---- Selected extract

On Compute Engine (Container-Optimized OS)

# Install gcsfuse (Container-Optimized OS doesn't include package managers)
export GCSFUSE_VERSION=2.x.x
curl -L -O https://github.com/GoogleCloudPlatform/gcsfuse/releases/download/v${GCSFUSE_VERSION}/gcsfuse_${GCSFUSE_VERSION}_amd64.deb
sudo dpkg -i gcsfuse_${GCSFUSE_VERSION}_amd64.deb

On Debian/Ubuntu

export GCSFUSE_REPO=gcsfuse-`lsb_release -c -s`
echo "deb https://packages.cloud.google.com/apt $GCSFUSE_REPO main" | sudo tee /etc/apt/sources.list.d/gcsfuse.list
curl https://packages.cloud.google.com/apt/doc/apt-key.gpg | sudo apt-key add -

sudo apt-get update
sudo apt-get install gcsfuse

In Docker/Cloud Run

FROM ubuntu:22.04

# Install gcsfuse
RUN apt-get update && apt-get install -y \
    curl \
    gnupg \
    lsb-release \
  && export GCSFUSE_REPO=gcsfuse-$(lsb_release -c -s) \
  && echo "deb https://packages.cloud.google.com/apt $GCSFUSE_REPO main" | tee /etc/apt/sources.list.d/gcsfuse.list \
  && curl https://packages.cloud.google.com/apt/doc/apt-key.gpg | apt-key add - \
  && apt-get update \
  && apt-get install -y gcsfuse \
  && rm -rf /var/lib/apt/lists/*

# Create mount point
RUN mkdir -p /mnt/boot-assets

# Mount gcsfuse at startup
CMD gcsfuse --foreground boot-assets /mnt/boot-assets & \
    /usr/local/bin/boot-server

Note: Cloud Run does not support FUSE filesystems (requires privileged mode). gcsfuse only works on Compute Engine or GKE.

Network Boot Infrastructure Evaluation

Applicability to ADR-0005

Based on the analysis, gcsfuse is not recommended for the network boot infrastructure for the following reasons:

❌ Cloud Run Incompatibility

gcsfuse requires FUSE kernel module and privileged containers
Cloud Run does not support FUSE or privileged mode
ADR-0005 prefers Cloud Run deployment (HTTP-only boot enables serverless)
Impact: Blocks Cloud Run deployment, forcing Compute Engine VM

❌ Boot Latency Requirements

Boot file requests target < 100ms latency (ADR-0005 confirmation criteria)

--------
---- Supplied information

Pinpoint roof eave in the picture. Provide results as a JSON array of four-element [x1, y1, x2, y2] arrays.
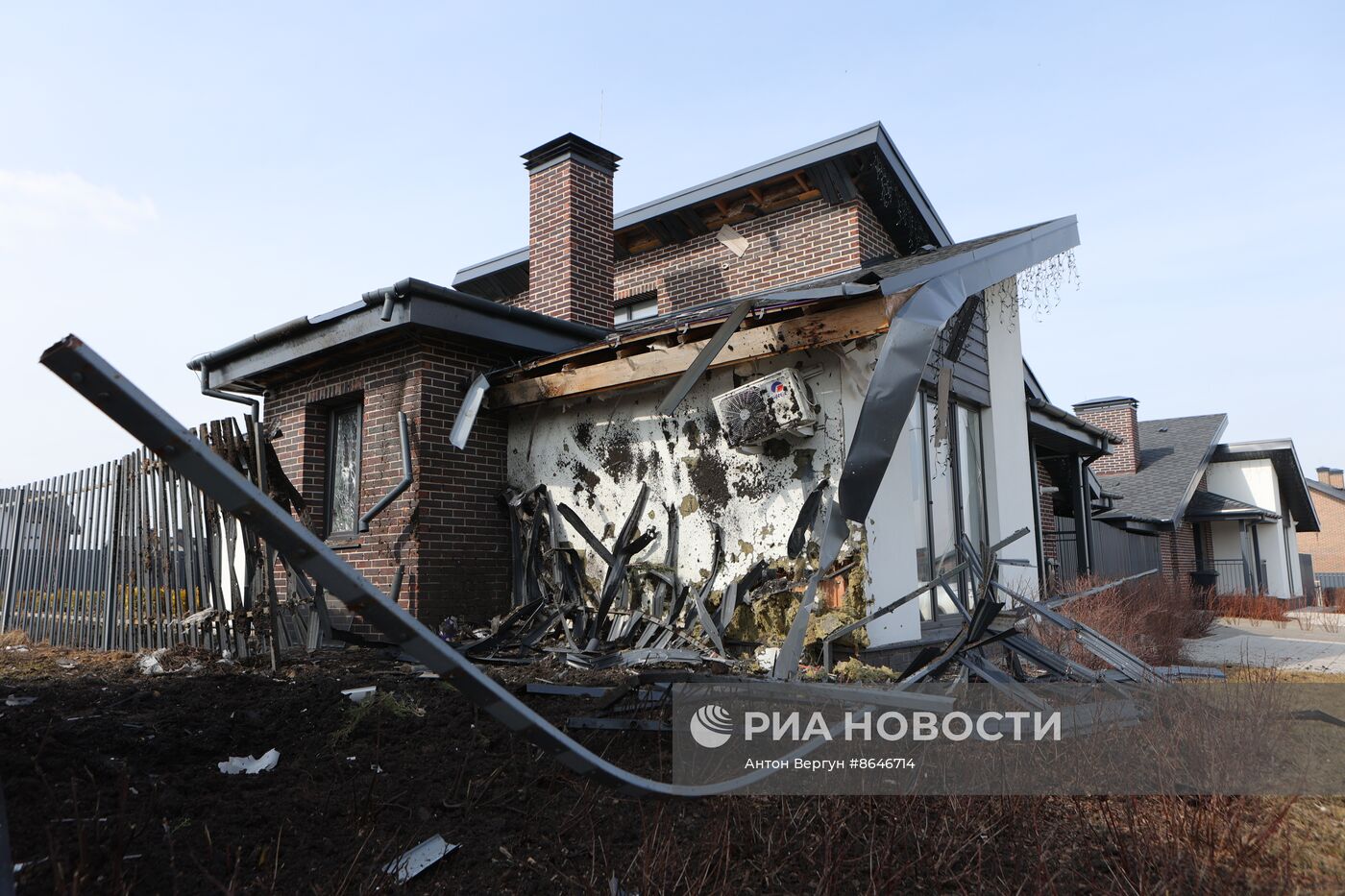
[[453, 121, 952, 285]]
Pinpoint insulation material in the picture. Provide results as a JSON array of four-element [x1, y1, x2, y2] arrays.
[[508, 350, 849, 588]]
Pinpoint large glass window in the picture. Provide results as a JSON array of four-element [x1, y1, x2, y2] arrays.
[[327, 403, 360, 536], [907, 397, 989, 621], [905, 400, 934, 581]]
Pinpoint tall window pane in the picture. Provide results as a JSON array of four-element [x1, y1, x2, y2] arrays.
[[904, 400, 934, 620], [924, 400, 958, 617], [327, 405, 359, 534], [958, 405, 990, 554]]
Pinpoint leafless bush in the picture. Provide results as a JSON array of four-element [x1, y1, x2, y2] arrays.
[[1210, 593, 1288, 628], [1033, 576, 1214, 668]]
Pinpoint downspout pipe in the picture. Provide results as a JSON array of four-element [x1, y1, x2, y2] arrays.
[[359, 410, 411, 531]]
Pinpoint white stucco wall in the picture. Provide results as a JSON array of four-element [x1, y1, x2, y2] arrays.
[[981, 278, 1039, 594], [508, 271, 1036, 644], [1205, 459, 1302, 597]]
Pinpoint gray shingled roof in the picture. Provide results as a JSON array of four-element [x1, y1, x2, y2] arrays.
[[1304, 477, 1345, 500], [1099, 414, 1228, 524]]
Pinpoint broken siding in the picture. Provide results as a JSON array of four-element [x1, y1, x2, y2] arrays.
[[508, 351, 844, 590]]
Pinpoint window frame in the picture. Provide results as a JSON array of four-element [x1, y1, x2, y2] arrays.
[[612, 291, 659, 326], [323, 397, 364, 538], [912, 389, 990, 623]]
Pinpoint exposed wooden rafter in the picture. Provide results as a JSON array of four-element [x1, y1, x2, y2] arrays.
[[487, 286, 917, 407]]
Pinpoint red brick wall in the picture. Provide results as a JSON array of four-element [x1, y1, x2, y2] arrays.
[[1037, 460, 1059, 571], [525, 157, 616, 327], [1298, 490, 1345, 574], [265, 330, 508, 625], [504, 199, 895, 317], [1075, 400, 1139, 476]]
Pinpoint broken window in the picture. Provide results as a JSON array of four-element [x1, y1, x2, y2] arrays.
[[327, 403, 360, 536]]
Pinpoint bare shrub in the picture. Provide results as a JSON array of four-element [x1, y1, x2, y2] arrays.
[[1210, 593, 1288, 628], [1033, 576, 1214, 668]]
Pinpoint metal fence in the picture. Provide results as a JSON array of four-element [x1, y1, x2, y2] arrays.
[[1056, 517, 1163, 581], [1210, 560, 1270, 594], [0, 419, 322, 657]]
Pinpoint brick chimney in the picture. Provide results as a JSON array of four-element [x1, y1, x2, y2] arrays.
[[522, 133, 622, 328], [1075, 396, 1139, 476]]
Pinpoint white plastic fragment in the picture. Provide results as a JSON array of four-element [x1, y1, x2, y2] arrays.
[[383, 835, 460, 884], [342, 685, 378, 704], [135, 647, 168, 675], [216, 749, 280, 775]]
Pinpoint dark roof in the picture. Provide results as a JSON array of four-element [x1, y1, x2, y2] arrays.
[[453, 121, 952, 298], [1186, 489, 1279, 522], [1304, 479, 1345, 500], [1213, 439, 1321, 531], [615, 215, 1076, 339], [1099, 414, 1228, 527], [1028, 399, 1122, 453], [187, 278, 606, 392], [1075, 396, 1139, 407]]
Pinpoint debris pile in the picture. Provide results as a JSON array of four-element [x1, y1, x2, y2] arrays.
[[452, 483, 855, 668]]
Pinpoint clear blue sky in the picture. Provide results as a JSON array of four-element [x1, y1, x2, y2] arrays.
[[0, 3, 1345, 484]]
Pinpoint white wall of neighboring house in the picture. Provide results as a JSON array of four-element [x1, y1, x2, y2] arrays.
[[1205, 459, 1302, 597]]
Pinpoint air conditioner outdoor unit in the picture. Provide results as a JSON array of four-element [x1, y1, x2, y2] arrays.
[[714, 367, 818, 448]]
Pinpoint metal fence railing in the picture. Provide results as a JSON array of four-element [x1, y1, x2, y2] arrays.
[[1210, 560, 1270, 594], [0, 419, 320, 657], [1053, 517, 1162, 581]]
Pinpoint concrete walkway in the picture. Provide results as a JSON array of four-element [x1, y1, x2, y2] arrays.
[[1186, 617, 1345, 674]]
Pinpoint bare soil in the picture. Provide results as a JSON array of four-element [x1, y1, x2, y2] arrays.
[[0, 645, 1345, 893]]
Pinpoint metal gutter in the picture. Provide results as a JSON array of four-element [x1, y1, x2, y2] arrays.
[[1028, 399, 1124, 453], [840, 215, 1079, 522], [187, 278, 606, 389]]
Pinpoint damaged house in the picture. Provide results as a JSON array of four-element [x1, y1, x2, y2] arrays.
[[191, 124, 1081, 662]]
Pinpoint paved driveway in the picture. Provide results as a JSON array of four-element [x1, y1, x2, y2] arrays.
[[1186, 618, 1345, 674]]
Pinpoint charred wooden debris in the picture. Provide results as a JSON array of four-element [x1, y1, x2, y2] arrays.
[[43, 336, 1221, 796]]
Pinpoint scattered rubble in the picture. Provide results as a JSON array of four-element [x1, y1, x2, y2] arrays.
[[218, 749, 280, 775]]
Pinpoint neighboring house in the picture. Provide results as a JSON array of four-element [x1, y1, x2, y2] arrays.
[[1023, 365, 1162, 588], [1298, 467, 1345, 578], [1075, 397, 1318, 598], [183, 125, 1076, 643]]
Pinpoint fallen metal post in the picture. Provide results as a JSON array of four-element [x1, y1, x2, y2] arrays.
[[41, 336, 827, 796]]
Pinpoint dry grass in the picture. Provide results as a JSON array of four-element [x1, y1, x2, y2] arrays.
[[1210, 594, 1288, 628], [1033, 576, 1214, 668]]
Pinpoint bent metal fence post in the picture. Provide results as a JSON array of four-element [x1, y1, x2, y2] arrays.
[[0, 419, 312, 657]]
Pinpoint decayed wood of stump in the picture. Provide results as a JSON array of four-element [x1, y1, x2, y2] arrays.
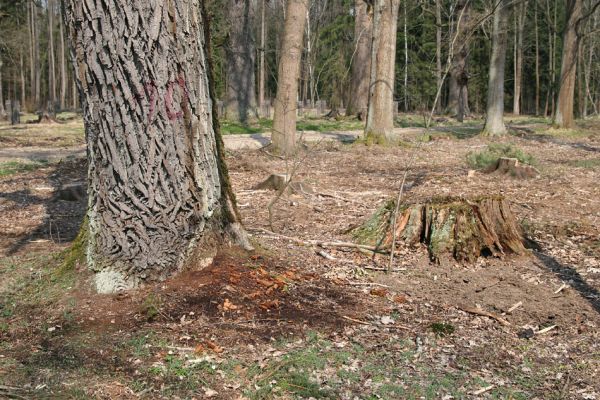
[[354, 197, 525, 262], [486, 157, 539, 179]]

--------

> Requirement: Duplicate word for word the stretch of the gcsfuse text above from "gcsfuse requires FUSE" through "boot enables serverless)".

> Output for this exercise:
gcsfuse requires FUSE kernel module and privileged containers
Cloud Run does not support FUSE or privileged mode
ADR-0005 prefers Cloud Run deployment (HTTP-only boot enables serverless)